▶ _Source material_:
-.-.-

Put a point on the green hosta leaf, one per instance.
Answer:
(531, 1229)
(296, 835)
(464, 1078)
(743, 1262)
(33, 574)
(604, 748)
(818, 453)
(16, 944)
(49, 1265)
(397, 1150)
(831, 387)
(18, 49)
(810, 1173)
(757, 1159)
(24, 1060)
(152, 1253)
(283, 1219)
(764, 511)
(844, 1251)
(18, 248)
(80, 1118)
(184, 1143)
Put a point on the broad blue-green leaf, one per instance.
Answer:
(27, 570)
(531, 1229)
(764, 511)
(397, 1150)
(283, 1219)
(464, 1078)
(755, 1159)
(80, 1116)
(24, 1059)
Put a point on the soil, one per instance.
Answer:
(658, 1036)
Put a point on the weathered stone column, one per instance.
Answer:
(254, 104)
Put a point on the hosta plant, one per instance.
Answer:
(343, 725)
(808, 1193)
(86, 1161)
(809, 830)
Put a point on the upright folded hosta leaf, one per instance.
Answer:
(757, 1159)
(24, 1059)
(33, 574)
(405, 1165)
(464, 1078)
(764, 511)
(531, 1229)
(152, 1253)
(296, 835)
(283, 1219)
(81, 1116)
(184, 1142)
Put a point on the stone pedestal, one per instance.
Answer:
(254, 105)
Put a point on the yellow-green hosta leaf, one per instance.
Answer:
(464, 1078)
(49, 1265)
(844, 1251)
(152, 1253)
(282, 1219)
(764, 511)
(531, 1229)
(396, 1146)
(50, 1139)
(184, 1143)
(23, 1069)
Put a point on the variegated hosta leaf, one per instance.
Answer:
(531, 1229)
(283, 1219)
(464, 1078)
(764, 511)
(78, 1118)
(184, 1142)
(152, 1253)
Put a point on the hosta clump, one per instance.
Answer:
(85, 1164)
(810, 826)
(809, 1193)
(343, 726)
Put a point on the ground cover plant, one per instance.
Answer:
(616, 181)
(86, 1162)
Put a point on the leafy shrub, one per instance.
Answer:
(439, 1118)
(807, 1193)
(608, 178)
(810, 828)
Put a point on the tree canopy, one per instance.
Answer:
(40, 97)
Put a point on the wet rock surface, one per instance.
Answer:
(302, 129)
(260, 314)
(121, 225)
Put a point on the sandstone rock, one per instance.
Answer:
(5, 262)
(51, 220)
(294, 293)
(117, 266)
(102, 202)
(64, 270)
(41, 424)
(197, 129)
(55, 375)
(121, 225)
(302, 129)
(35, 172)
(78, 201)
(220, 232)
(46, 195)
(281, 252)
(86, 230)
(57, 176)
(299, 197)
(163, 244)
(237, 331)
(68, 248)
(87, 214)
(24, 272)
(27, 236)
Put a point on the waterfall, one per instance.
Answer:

-.-.-

▶ _Work instruction_: Return a copy of each line in the entries that carries the string "green".

▶ _Task answer_:
Put a point on the green hosta leaf, one per instance.
Put a point on the broad blue-green leaf, one per instance.
Put a point on the yellow-green hosta leaf, one per instance.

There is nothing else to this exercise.